Because of these differences, the Safety Board sends its recommendations to different agencies and levels of government in each mode of transportation. In aviation, most of the Safety Board's recommendations are directed to the Federal Aviation Administration, while to improve traffic and recreational boating safety most recommendations are directed to State governments.

A breakout of the recommendations by transportation area would reflect that about 33 percent of the recommendations address aviation safety; 20 percent to marine safety; 17 percent each to highway and railroad safety; and 11 percent pipeline safety.

In the United States, we have found that the most effective and efficient way to accomplish independent accident investigation is to have one agency responsible for investigations in all modes of transportation. This allows for the sharing of safety information, accident investigation techniques, and the more efficient use of technical experts. For example, specialists in certain fields such as human performance, meteorology, survival factors, and the release of hazardous materials can work on investigations in more than one mode. Additionally, the Safety Board has found that safety and special studies into recurring transportation safety problems are effectively addressed because expert resources are available in one agency.

As the Safety Board has gained experience in intermodal operations, the benefits of this arrangement for the independent investigation of transportation accidents fall into three separate categories:

  • economy of operation;
  • transfer of safety lessons learned within and between transportation
  • modes; and development of improved accident investigative techniques for use in one or more modes.

Perhaps, one of the most notable "economy of operation" successes implemented by the Safety Board has been the introduction to the surface modes the concept of the multi-disciplinary Go-Team. This approach was developed decades ago as a means of augmenting a very small commercial airline accident investigative staff by compartmentalizing the investigation into as many as 12 specialized technical groups, each headed by a Board specialist and staffed by knowledgeable experts provided by government or industry. This concept has worked well, both in small investigations with but a few investigators, and in the investigations of large catastrophic accidents in which as many as 70 experts assist the Board's investigative staff. This arrangement allows the Board to manage the accident investigation without losing control.

> [TASK DETAILS]
Transcribe the passage on Safety Board accident investigations from "A breakout of" up to and including "percent pipeline safety.". None of the entries after this point are required.

[Records for identifying positions]
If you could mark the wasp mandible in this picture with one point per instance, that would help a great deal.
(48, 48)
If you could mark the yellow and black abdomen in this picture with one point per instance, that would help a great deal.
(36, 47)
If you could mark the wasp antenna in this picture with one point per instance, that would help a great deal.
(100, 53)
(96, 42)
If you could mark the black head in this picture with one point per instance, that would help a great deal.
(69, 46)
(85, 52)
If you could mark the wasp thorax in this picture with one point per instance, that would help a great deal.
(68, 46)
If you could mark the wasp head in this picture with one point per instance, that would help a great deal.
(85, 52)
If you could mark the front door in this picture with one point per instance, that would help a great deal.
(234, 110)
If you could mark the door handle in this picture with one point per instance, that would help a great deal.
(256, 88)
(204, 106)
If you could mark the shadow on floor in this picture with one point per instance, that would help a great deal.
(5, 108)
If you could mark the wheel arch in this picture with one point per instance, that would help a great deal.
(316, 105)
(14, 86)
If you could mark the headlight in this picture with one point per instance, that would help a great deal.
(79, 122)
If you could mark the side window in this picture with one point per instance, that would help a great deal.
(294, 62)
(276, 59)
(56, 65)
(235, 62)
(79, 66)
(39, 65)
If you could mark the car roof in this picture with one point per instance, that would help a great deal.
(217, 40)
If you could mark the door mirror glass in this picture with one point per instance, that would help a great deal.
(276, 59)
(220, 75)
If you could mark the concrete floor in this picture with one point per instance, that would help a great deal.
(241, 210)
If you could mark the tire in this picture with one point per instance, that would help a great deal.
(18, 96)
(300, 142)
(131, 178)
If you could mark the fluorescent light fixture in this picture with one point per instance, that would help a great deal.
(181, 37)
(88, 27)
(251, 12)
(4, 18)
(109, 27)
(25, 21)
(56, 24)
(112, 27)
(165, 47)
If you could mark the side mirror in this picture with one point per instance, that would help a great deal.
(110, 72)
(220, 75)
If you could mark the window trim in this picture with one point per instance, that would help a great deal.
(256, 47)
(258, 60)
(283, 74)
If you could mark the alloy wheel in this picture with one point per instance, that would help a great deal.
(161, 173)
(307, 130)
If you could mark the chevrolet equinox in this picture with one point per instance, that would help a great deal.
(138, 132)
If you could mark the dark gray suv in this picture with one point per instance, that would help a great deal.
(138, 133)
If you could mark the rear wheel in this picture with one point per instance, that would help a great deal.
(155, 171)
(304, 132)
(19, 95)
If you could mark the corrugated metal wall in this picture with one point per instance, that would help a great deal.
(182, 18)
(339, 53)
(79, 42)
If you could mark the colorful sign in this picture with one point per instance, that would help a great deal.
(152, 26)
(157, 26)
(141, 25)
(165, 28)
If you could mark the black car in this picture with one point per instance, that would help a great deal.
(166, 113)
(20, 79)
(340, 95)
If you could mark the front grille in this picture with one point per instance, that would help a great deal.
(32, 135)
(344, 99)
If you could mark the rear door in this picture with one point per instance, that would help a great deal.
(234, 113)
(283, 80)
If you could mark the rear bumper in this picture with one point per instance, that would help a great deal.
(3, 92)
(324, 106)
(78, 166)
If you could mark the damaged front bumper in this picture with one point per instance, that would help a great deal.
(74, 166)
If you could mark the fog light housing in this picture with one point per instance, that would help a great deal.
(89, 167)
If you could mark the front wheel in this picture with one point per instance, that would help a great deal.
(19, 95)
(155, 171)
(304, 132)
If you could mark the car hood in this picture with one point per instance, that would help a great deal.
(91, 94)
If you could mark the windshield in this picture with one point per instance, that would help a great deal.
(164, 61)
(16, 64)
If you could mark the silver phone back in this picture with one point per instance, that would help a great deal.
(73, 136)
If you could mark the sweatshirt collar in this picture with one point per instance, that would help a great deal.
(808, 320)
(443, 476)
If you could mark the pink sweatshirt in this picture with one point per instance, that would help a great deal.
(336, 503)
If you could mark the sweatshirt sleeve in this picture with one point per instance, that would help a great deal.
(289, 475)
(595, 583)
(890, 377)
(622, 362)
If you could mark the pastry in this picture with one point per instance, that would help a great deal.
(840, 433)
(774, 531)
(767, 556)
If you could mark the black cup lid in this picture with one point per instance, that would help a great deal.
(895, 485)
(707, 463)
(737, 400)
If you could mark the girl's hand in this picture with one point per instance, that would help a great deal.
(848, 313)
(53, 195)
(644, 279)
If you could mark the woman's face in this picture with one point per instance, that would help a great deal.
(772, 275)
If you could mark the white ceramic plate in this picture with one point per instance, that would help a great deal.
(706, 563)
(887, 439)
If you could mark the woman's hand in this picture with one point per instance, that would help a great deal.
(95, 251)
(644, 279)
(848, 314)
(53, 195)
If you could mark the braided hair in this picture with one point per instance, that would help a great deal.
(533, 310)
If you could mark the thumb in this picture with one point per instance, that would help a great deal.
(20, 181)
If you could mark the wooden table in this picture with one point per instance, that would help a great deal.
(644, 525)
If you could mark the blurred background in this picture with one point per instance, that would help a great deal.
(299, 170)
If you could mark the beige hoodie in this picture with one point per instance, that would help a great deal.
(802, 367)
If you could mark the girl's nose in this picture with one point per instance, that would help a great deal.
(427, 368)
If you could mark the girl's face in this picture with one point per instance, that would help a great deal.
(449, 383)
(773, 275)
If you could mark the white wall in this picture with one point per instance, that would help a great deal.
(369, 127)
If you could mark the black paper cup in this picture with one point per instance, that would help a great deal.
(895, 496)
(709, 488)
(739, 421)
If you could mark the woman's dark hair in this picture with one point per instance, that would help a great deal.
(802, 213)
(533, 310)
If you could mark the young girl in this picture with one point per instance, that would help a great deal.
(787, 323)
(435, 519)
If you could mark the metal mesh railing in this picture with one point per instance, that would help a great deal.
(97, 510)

> [COMPLETED EXERCISE]
A breakout of the recommendations by transportation area would reflect that about 33 percent of the recommendations address aviation safety; 20 percent to marine safety; 17 percent each to highway and railroad safety; and 11 percent pipeline safety.